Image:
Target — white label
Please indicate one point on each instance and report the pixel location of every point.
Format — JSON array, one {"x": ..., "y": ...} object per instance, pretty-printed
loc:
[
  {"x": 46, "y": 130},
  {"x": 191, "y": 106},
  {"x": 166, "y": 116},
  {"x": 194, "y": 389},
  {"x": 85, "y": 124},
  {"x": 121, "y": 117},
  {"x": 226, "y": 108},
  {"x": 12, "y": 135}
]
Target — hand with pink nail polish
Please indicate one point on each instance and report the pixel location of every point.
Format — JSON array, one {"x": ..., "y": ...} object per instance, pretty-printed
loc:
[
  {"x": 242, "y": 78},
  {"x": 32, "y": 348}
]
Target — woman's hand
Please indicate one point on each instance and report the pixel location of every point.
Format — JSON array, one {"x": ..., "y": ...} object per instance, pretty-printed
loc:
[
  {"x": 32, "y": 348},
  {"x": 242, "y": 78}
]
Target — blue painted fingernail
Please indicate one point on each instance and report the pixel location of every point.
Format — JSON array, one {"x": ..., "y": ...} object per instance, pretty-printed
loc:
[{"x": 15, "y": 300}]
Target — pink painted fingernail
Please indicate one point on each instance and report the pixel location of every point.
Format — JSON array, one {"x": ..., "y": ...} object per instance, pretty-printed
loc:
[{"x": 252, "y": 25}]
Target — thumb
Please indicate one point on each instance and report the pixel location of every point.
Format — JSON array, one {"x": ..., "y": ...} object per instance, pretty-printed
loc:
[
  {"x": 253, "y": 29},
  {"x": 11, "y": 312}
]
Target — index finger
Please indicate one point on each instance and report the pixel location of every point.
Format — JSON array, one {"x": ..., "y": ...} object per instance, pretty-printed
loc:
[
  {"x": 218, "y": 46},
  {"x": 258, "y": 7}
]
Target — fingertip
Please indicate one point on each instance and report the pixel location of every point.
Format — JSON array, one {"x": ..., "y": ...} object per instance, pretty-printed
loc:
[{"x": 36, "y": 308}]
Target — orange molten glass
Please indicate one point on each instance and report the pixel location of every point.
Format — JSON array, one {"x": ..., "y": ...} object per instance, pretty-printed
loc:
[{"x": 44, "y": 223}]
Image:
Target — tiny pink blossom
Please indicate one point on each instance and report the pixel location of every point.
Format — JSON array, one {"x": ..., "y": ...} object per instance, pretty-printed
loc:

▬▬▬▬▬▬

AIM: Rewrite all of the data above, putting "neatly indented" wherever "pretty-printed" appears and keeping every other line as it is.

FINAL ANSWER:
Image:
Target — white label
Please indicate one point on each instance and report the pixel location of every point.
Format — JSON array, one {"x": ..., "y": ...} object per instance, neatly indented
loc:
[
  {"x": 46, "y": 130},
  {"x": 191, "y": 106},
  {"x": 166, "y": 116},
  {"x": 194, "y": 389},
  {"x": 85, "y": 124},
  {"x": 121, "y": 117},
  {"x": 226, "y": 108},
  {"x": 12, "y": 135}
]
Target — hand with pink nail polish
Please indicate one point on each instance and report the pixel location of every point.
Format — JSON array, one {"x": ..., "y": ...} object per instance, neatly indented
loc:
[
  {"x": 242, "y": 78},
  {"x": 32, "y": 348}
]
Target — woman's hand
Please indicate one point on each instance and report the pixel location of every point.
Format — JSON array, one {"x": ..., "y": ...} object per instance, neatly indented
loc:
[
  {"x": 32, "y": 348},
  {"x": 242, "y": 78}
]
Target — blue painted fingernail
Please indicate one point on each instance and report the pixel location of every point.
Format — JSON array, one {"x": ..., "y": ...} object per instance, neatly indented
loc:
[{"x": 15, "y": 300}]
Target — pink painted fingernail
Please indicate one point on each instance and report the pixel location of every point.
Format — JSON array, one {"x": ..., "y": ...} object per instance, neatly indented
loc:
[{"x": 252, "y": 25}]
Target — thumb
Please indicate one point on each instance and report the pixel location of every point.
Format — JSON array, one {"x": ..., "y": ...} object per instance, neatly indented
loc:
[
  {"x": 253, "y": 29},
  {"x": 11, "y": 312}
]
Target — index finger
Please indicate one point on each instance and report the pixel location of every point.
Format — JSON array, one {"x": ..., "y": ...} object per instance, neatly indented
loc:
[
  {"x": 218, "y": 46},
  {"x": 258, "y": 7}
]
Target — fingertip
Please indicate one point on each instance and report the pixel location of every point.
Format — JSON array, one {"x": ..., "y": ...} object per instance, neatly indented
loc:
[{"x": 36, "y": 308}]
Target — orange molten glass
Please indicate one point on each instance and report the pixel location of every point.
Format — JSON array, one {"x": ..., "y": ...} object per instance, neatly indented
loc:
[{"x": 44, "y": 223}]
Image:
Target — tiny pink blossom
Please indicate one point on each instance and report the pixel location of every point.
Format — JSON array, one {"x": ..., "y": ...} object per instance, neatly indented
loc:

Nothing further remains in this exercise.